▶ TASK PROMPT
Among the lines of data below, reproduce only those from the one with "For every instance of the white ceiling, set" through the one with "For every instance of the towel", exactly as they stand, both ends included.

▶ DATA LISTING
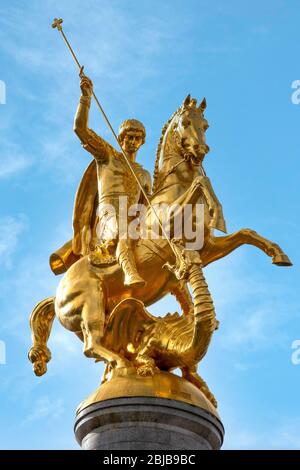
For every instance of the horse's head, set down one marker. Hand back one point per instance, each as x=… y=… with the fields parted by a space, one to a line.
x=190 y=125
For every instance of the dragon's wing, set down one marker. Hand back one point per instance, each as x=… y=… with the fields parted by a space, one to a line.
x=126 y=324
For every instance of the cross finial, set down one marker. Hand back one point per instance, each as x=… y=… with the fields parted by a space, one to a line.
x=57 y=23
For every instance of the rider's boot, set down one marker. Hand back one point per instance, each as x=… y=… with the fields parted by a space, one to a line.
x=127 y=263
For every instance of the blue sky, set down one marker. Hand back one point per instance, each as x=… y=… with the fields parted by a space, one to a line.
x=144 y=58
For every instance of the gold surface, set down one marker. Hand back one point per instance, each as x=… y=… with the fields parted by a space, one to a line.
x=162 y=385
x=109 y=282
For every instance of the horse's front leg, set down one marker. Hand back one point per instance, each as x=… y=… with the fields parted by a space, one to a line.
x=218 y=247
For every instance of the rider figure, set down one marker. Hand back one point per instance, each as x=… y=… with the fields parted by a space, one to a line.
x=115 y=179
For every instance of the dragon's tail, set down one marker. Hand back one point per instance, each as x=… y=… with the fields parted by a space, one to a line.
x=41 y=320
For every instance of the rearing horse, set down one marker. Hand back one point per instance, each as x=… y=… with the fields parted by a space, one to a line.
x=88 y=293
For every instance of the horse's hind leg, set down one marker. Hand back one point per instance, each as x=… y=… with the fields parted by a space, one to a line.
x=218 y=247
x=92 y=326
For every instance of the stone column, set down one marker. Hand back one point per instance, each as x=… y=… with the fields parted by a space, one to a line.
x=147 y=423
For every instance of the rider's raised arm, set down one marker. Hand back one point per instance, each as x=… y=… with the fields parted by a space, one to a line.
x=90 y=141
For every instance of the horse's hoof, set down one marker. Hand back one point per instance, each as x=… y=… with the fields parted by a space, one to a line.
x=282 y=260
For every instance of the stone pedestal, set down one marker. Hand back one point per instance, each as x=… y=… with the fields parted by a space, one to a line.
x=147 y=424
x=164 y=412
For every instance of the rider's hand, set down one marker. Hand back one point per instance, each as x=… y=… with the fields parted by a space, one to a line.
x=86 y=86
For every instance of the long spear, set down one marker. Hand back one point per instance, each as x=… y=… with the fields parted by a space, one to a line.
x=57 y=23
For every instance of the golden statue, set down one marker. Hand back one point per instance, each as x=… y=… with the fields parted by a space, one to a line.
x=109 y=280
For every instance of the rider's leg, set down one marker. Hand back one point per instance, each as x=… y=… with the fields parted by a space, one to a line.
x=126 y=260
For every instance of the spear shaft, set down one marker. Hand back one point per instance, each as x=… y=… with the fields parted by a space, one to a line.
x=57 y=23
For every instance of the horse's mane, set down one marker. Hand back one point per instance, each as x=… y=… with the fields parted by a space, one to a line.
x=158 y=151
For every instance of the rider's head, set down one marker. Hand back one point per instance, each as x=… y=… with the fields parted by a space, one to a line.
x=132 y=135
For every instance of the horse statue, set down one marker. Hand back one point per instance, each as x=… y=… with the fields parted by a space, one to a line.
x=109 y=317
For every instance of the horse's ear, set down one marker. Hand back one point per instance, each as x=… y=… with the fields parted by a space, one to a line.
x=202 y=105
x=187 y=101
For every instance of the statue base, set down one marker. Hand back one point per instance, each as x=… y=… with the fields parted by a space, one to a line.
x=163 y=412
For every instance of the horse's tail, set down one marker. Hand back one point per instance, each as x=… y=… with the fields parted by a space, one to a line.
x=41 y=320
...
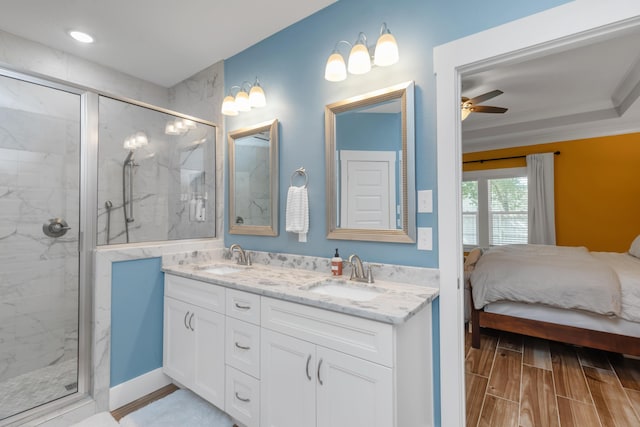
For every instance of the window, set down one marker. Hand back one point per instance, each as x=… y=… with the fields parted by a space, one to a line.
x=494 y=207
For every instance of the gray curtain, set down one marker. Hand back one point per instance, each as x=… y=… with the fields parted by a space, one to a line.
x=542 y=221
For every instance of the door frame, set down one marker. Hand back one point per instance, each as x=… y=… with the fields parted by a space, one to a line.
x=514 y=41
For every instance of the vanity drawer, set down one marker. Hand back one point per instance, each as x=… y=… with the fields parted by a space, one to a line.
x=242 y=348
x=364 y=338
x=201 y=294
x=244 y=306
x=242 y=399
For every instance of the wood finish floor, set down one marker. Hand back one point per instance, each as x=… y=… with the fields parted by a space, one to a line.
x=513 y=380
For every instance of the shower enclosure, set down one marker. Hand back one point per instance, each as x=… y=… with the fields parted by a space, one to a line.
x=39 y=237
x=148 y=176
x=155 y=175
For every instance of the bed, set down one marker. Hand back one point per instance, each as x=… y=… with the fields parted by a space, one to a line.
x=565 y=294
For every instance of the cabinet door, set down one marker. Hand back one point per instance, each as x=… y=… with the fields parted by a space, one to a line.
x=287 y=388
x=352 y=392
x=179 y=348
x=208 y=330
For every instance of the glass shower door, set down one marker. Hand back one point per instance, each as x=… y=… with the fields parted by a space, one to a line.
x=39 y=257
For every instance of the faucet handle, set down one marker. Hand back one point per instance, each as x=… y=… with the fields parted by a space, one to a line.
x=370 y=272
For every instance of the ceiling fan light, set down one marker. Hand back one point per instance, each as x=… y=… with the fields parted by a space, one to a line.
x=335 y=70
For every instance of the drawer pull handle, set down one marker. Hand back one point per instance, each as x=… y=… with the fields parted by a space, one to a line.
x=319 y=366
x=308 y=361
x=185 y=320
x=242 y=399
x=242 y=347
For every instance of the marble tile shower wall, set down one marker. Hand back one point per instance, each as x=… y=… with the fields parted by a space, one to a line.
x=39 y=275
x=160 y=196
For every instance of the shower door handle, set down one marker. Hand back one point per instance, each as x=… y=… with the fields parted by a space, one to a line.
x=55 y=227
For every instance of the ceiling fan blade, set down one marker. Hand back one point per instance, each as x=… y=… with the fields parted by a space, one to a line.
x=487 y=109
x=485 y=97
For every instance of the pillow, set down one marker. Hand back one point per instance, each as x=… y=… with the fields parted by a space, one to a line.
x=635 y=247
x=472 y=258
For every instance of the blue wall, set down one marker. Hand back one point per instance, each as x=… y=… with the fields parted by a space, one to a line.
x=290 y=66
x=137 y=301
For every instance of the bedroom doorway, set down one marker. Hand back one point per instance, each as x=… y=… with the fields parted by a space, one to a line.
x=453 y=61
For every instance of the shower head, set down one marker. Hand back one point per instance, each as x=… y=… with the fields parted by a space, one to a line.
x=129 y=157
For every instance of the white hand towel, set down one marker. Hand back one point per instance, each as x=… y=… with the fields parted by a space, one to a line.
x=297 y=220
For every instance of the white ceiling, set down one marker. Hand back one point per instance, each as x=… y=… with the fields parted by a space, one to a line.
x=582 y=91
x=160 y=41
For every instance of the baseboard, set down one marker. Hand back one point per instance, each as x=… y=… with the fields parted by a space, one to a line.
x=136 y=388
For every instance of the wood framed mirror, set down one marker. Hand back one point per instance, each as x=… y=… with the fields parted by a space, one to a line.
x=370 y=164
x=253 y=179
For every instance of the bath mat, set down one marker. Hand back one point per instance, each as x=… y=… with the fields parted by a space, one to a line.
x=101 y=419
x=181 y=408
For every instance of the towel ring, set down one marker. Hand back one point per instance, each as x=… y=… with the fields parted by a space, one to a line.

▶ ANSWER TO THE EXERCISE
For every instance of the white ceiling, set down one marker. Hand back one point per instance, each as x=… y=… with the fields parted by a space, one to a line.
x=582 y=91
x=160 y=41
For every instance of the baseboard, set down one marker. Hand back one point per instance, each as x=… y=… with the fields parted by a space, one to a line.
x=136 y=388
For every instance of the wood framed mirror, set down one marker. Hand back one point per instance, each as x=… y=… with the fields parted by a space, one to a line.
x=370 y=164
x=253 y=179
For every instance of the bath mat, set down one marker. Hand back one point per instance, each as x=… y=… with the fields parted by a space, one to a line.
x=101 y=419
x=181 y=408
For every instance of the towel ring, set down one marker. Hand back one point per instance, each as x=… y=… with the fields parted by a space, one to a line.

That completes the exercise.